Excerpts from point annotation data:
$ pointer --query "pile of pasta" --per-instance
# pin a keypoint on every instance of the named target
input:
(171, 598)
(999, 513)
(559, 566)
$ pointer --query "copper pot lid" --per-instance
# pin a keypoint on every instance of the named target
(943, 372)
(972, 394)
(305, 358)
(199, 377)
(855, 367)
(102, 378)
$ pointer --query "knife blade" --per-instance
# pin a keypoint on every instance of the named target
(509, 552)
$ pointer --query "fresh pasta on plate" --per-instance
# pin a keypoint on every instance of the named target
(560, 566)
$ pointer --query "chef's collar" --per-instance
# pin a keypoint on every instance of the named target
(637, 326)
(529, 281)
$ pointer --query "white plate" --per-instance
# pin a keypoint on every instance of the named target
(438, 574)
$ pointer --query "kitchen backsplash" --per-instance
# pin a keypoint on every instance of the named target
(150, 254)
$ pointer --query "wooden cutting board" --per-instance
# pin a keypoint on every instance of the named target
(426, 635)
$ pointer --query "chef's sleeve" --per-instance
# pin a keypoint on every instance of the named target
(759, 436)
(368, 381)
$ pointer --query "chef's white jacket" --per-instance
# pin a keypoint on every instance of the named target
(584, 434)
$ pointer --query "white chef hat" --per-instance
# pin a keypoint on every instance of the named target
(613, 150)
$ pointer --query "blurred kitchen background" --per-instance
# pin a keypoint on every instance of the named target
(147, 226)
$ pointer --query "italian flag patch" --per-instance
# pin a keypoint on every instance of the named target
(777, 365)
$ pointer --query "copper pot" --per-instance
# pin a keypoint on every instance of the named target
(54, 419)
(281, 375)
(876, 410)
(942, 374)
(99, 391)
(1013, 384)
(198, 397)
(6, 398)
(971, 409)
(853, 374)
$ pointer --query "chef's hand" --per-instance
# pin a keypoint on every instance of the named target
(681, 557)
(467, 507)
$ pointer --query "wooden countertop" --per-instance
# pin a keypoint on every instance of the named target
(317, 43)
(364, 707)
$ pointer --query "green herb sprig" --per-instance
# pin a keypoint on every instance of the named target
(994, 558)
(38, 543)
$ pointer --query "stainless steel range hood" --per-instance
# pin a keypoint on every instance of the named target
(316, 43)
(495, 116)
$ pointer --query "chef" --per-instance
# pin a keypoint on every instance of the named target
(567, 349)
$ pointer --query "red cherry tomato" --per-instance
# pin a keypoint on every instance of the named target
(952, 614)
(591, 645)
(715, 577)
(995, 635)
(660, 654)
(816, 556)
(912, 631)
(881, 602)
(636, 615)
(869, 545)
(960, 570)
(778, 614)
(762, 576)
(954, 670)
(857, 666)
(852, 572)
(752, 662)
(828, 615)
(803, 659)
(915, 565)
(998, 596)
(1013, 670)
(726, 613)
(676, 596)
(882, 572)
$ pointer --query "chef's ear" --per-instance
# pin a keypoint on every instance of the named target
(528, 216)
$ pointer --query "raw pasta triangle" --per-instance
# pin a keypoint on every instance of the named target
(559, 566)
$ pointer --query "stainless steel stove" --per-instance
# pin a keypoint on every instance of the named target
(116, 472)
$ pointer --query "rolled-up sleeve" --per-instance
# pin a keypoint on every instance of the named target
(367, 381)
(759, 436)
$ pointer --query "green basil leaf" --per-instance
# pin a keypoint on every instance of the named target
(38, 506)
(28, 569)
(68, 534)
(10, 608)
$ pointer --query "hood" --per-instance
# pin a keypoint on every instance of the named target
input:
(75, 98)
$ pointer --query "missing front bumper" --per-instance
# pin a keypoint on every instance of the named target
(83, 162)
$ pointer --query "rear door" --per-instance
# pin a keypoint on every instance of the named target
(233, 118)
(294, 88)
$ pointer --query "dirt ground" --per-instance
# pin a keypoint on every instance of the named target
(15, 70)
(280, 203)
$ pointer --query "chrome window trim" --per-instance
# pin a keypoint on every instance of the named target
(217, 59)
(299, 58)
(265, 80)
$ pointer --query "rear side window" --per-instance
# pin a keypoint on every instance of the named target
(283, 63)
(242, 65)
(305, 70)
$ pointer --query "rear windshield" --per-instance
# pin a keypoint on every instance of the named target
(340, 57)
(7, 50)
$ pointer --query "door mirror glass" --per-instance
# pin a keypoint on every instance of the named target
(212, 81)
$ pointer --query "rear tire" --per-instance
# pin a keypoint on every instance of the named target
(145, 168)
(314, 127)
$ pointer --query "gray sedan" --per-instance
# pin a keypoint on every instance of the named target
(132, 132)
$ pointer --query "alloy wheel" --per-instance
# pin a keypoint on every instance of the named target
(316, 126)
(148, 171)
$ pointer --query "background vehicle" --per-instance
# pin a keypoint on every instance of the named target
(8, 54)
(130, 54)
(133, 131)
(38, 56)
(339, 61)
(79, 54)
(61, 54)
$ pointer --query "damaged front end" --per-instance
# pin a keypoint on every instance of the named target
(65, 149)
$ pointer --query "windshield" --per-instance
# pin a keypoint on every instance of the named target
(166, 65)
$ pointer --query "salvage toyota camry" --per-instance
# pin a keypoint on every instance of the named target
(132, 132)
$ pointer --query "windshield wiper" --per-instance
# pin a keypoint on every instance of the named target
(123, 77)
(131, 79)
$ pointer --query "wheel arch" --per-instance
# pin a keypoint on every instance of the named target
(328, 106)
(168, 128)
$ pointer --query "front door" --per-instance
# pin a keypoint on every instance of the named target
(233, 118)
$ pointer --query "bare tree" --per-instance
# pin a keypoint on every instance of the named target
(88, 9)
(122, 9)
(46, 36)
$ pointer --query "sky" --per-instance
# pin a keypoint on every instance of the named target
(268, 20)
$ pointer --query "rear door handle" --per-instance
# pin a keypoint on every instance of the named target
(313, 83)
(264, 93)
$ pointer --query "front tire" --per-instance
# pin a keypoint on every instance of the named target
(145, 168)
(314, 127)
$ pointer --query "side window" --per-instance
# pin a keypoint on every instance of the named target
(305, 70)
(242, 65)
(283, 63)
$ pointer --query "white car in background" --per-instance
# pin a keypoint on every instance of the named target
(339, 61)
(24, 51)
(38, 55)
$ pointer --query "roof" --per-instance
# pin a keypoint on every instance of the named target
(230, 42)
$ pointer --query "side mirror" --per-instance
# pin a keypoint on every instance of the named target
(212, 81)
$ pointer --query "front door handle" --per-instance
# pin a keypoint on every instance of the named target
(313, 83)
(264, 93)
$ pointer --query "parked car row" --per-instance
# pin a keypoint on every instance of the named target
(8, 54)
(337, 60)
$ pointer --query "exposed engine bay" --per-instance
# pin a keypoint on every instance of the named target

To be done: Return the entries above exactly, each one complete.

Reply to the exercise:
$ pointer --query "pile of pasta" --per-instance
# pin a keypoint on every instance of the named target
input:
(171, 598)
(999, 513)
(559, 566)
$ pointer --query "copper pot lid" --per-instance
# pin a keypoint on every instance of the named target
(943, 372)
(972, 394)
(305, 358)
(199, 377)
(855, 367)
(102, 378)
$ pointer --query "knife blade" --per-instance
# pin a keypoint on every instance of the named target
(509, 552)
$ pointer --query "fresh pasta on plate" --per-instance
# pin a keypoint on every instance of the named target
(560, 566)
$ pointer --query "chef's collar" --per-instance
# pin a keypoint on every instance of the named target
(637, 326)
(529, 281)
$ pointer --query "white plate" --per-instance
# pin a keypoint on every instance of the named target
(438, 574)
$ pointer --query "kitchen backsplash" --per-instance
# pin a keypoint on every instance of the named target
(150, 254)
$ pointer --query "wooden cutting board" --per-instance
# pin a keypoint on every instance of the named target
(426, 635)
$ pointer --query "chef's sleeve" --per-instance
# pin a keypoint on every instance of the named target
(759, 436)
(368, 381)
$ pointer --query "chef's white jacket" --per-instance
# pin a keypoint on every instance of the named target
(584, 434)
$ pointer --query "white chef hat" --per-instance
# pin a keypoint on every instance of the named target
(613, 150)
$ pointer --query "blurred kitchen background" --per-instance
# pin a keypoint on every instance of the named target
(147, 226)
$ pointer --query "italian flag patch" --per-instance
# pin a keypoint on every instance of the named target
(777, 365)
$ pointer --query "copper pot" --per-instance
# pin a keypoint on every instance of the named target
(54, 419)
(281, 375)
(876, 410)
(942, 374)
(99, 391)
(1013, 384)
(198, 397)
(6, 398)
(971, 409)
(853, 374)
$ pointer --query "chef's hand" --per-instance
# pin a keypoint on every instance of the named target
(681, 557)
(467, 507)
$ pointer --query "wooden countertop" --per-instance
# pin a keypoint on every instance of the named target
(317, 43)
(364, 707)
$ pointer --query "green herb sprig" --per-instance
# pin a keypoint on every instance of the named target
(994, 558)
(38, 543)
$ pointer --query "stainless steel range hood" --per-instance
# pin a keypoint on every instance of the named target
(316, 43)
(495, 116)
$ pointer --query "chef" --per-instance
# pin a keypoint on every instance of the named target
(567, 349)
$ pointer --query "red cherry tomato" --per-instance
# pin a keypoint on every instance of the named target
(952, 614)
(591, 645)
(715, 577)
(995, 635)
(660, 654)
(816, 556)
(912, 631)
(881, 602)
(636, 615)
(869, 545)
(960, 570)
(778, 614)
(762, 576)
(954, 670)
(857, 666)
(852, 572)
(752, 662)
(828, 615)
(803, 659)
(915, 565)
(998, 596)
(1013, 670)
(726, 613)
(676, 596)
(882, 572)
$ pointer --query "chef's ear" --per-instance
# pin a keypoint on every instance of the named target
(528, 216)
$ pointer --query "raw pasta triangle" --per-instance
# pin a keypoint on every instance of the named target
(559, 566)
$ pointer --query "stainless steel stove" --per-instance
# pin a keypoint on every instance of the named target
(116, 472)
$ pointer --query "rolled-up sleeve" --per-instance
# pin a keypoint on every instance of the named target
(367, 381)
(759, 436)
$ pointer --query "green basil leaf" --per-instance
# pin a keypoint on every instance of the named target
(38, 506)
(28, 569)
(68, 534)
(10, 608)
$ pointer --query "hood" --per-instance
# pin a keypoint on every instance of the named target
input:
(75, 98)
$ pointer --query "missing front bumper" --per-instance
# pin a keypoint on every instance of the named target
(83, 162)
$ pointer --query "rear door" --per-instance
# pin a keypoint on every instance of the named target
(233, 118)
(294, 88)
$ pointer --query "dirt ground" --per-instance
# pin a keypoint on every instance of the named target
(15, 70)
(280, 203)
$ pointer --query "chrome window trim" --per-instance
# pin a keypoint on every instance of the named target
(217, 59)
(299, 58)
(265, 80)
$ pointer --query "rear side window" --per-instance
# pin a keypoint on every instance of the named target
(283, 63)
(242, 65)
(305, 70)
$ pointer --query "rear windshield" --per-instance
# pin a keypoint on every instance of the named target
(340, 57)
(7, 50)
$ pointer --query "door mirror glass" --per-instance
# pin a keypoint on every instance of the named target
(212, 81)
$ pointer --query "rear tire" --per-instance
# pin a keypoint on every instance of the named target
(145, 168)
(314, 127)
$ pointer --query "gray sedan" --per-instance
# pin a keypoint on every instance of the named target
(132, 132)
$ pointer --query "alloy wheel" --per-instance
# pin a keypoint on every instance of the named target
(316, 126)
(148, 171)
$ pointer --query "background vehicle" --per-instance
# pin a keypoint on every instance of the named target
(8, 54)
(130, 54)
(133, 131)
(38, 56)
(339, 61)
(79, 54)
(61, 54)
$ pointer --query "damaged front end" --per-instance
# pin a keypoint on every instance of the named target
(65, 149)
$ pointer --query "windshield" --per-instance
# pin a keypoint on every instance of the named target
(166, 65)
$ pointer --query "salvage toyota camry" --per-instance
# pin a keypoint on every instance of the named target
(132, 132)
$ pointer --query "windshield wiper" --per-instance
# pin a keypoint on every instance of the named target
(123, 77)
(131, 79)
$ pointer --query "wheel arch" --per-instance
# pin a keypoint on every instance of the named target
(328, 106)
(168, 128)
$ pointer --query "front door" --per-instance
# pin a keypoint on every instance of the named target
(233, 118)
$ pointer --query "bare tree" --per-instance
# pin a keypoint on every instance of the named target
(88, 9)
(122, 9)
(46, 36)
$ pointer --query "sky" --per-instance
# pin a keypoint on every instance of the named target
(268, 20)
$ pointer --query "rear door handle" --per-instance
# pin a keypoint on every instance of the named target
(313, 83)
(264, 93)
$ pointer --query "front tire" --per-instance
# pin a keypoint on every instance of the named target
(145, 168)
(314, 127)
$ pointer --query "side window" --per-instance
# pin a keypoint on every instance of the named target
(305, 70)
(242, 65)
(283, 63)
$ pointer --query "white car in background" --per-instance
# pin a keypoint on every instance of the named target
(339, 61)
(24, 51)
(38, 55)
$ pointer --query "roof" --per-instance
# pin a keypoint on every instance of the named target
(230, 42)
$ pointer --query "side mirror" --per-instance
# pin a keypoint on every instance of the named target
(212, 81)
$ pointer --query "front door handle" --per-instance
# pin a keypoint on every instance of the named target
(313, 83)
(264, 93)
$ pointer --query "parked car row" --per-instance
# pin a keypoint on every instance of the named target
(8, 54)
(337, 60)
$ pointer --query "exposed engine bay" --per-instance
# pin a keypoint on every instance of the named target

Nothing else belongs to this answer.